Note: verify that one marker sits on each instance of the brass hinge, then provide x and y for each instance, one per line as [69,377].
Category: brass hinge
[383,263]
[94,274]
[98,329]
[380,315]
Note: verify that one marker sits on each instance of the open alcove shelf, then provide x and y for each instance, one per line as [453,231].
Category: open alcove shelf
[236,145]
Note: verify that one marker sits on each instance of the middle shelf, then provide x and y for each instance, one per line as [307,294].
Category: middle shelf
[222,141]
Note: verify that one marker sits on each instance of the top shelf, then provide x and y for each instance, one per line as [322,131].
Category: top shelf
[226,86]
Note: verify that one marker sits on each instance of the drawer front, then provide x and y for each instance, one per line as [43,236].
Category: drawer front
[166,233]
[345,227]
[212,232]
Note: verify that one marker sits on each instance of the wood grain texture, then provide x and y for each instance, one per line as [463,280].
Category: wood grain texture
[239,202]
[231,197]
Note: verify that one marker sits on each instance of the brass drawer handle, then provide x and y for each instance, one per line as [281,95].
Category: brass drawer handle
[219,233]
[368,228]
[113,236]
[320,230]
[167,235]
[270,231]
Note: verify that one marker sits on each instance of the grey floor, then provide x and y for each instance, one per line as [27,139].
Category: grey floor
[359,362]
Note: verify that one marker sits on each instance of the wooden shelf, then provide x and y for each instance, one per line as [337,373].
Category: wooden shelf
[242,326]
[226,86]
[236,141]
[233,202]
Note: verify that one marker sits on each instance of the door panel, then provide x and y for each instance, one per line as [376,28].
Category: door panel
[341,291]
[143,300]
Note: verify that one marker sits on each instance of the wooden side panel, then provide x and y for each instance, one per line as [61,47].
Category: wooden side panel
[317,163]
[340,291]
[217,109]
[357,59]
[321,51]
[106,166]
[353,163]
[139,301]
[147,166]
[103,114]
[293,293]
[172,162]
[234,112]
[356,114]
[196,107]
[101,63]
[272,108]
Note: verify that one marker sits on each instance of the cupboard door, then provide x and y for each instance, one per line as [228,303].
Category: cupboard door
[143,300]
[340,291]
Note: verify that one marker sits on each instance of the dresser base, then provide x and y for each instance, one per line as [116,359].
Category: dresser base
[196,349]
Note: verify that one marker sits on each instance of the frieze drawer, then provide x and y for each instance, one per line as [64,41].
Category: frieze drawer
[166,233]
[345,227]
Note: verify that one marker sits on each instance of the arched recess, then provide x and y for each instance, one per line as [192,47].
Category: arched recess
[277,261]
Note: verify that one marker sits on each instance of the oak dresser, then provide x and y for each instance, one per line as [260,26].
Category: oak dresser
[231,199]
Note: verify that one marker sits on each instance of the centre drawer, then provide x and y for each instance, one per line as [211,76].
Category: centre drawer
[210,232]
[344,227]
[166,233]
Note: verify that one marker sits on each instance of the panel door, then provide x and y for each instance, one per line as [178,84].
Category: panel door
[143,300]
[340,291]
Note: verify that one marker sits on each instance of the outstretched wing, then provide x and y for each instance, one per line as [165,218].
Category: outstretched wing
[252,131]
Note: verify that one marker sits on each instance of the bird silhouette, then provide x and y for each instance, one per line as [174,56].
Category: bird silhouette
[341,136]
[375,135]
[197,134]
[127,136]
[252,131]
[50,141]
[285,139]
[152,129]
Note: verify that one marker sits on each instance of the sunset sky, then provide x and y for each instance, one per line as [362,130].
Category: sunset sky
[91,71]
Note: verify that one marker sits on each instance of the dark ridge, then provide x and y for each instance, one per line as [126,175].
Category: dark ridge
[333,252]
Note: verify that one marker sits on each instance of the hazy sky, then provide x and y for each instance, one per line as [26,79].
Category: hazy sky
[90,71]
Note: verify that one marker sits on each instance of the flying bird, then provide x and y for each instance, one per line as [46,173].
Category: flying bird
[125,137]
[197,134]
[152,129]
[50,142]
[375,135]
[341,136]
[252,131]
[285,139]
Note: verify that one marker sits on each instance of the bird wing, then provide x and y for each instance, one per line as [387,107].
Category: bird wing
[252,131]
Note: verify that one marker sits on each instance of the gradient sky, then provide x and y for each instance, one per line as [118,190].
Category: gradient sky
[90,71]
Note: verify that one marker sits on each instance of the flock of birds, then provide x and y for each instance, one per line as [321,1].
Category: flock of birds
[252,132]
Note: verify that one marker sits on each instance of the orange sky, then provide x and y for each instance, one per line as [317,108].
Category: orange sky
· · ·
Activity :: From the data above, show each line that contains "orange".

Reply ::
Note: verify that one marker sits on each instance of the orange sky, then provide x and y for each instance, one per line as [317,108].
Category: orange sky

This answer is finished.